■ Assignment ■
Set down the part of the PRSice run log that starts with "2018-08-21 19:08:53 PRSice_linux" and goes on through "file: chr22 (bgen)", copying it character for character.

2018-08-21 19:08:53 PRSice_linux \ --A1 effect_allele \ --A2 noneffect_allele \ --all-score \ --bar-levels 1 \ --base pheno.txt \ --beta \ --binary-target T \ --bp bp_hg19 \ --chr chr \ --clump-kb 0 \ --clump-p 1.000000 \ --clump-r2 0.100000 \ --extract chr22.valid \ --hard-thres 0.900000 \ --info-base median_info,0.9 \ --interval 0.000050 \ --lower 0.000100 \ --model add \ --no-default \ --no-regress \ --out chr22 \ --pheno-file sample.sample \ --pvalue p_dgc \ --se se_dgc \ --seed 569377328 \ --snp markername \ --stat beta \ --target chr22 \ --thread 2 \ --type bgen \ --upper 0.500000

Loading Genotype file: chr22 (bgen)

■ Data to examine ■

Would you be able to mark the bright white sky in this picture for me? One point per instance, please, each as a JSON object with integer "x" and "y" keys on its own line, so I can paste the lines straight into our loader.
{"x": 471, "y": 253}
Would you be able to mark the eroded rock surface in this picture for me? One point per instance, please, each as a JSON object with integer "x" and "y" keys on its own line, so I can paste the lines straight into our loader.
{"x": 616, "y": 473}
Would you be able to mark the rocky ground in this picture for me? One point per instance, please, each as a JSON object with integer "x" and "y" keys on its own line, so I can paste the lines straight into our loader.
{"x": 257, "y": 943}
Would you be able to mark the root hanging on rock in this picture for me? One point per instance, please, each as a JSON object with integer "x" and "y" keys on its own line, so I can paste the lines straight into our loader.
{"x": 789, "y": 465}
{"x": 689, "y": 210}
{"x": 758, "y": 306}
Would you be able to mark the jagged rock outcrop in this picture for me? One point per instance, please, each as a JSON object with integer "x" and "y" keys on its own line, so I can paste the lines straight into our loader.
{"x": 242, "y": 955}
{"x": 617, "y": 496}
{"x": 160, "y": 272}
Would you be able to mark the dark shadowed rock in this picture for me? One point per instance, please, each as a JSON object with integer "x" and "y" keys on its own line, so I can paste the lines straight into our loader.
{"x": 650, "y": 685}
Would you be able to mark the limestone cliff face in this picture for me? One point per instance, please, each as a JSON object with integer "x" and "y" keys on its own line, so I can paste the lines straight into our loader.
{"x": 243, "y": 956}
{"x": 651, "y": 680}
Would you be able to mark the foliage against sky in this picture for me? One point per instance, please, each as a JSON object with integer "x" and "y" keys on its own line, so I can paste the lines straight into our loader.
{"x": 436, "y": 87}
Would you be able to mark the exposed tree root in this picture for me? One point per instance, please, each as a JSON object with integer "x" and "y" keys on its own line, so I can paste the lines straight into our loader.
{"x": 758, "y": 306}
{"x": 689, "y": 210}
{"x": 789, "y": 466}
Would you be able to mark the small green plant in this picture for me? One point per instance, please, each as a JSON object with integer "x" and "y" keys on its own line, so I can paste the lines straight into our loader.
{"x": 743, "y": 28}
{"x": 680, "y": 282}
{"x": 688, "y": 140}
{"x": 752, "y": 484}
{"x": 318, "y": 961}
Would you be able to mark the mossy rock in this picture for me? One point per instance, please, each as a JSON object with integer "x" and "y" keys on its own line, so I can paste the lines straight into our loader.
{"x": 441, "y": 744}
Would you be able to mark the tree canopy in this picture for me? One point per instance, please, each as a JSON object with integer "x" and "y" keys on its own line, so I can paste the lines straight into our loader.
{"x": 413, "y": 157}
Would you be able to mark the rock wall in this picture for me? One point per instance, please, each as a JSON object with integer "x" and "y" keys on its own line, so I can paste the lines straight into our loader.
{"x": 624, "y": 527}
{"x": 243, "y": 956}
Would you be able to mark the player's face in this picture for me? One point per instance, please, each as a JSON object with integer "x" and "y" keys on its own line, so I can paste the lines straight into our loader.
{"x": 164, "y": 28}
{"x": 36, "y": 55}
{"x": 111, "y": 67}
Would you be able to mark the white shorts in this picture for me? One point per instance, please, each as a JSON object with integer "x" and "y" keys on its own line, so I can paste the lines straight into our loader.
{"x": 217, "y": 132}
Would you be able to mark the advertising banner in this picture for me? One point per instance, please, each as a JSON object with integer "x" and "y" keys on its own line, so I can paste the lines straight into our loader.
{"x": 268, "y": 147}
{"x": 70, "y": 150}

■ Answer area ■
2018-08-21 19:08:53 PRSice_linux \ --A1 effect_allele \ --A2 noneffect_allele \ --all-score \ --bar-levels 1 \ --base pheno.txt \ --beta \ --binary-target T \ --bp bp_hg19 \ --chr chr \ --clump-kb 0 \ --clump-p 1.000000 \ --clump-r2 0.100000 \ --extract chr22.valid \ --hard-thres 0.900000 \ --info-base median_info,0.9 \ --interval 0.000050 \ --lower 0.000100 \ --model add \ --no-default \ --no-regress \ --out chr22 \ --pheno-file sample.sample \ --pvalue p_dgc \ --se se_dgc \ --seed 569377328 \ --snp markername \ --stat beta \ --target chr22 \ --thread 2 \ --type bgen \ --upper 0.500000

Loading Genotype file: chr22 (bgen)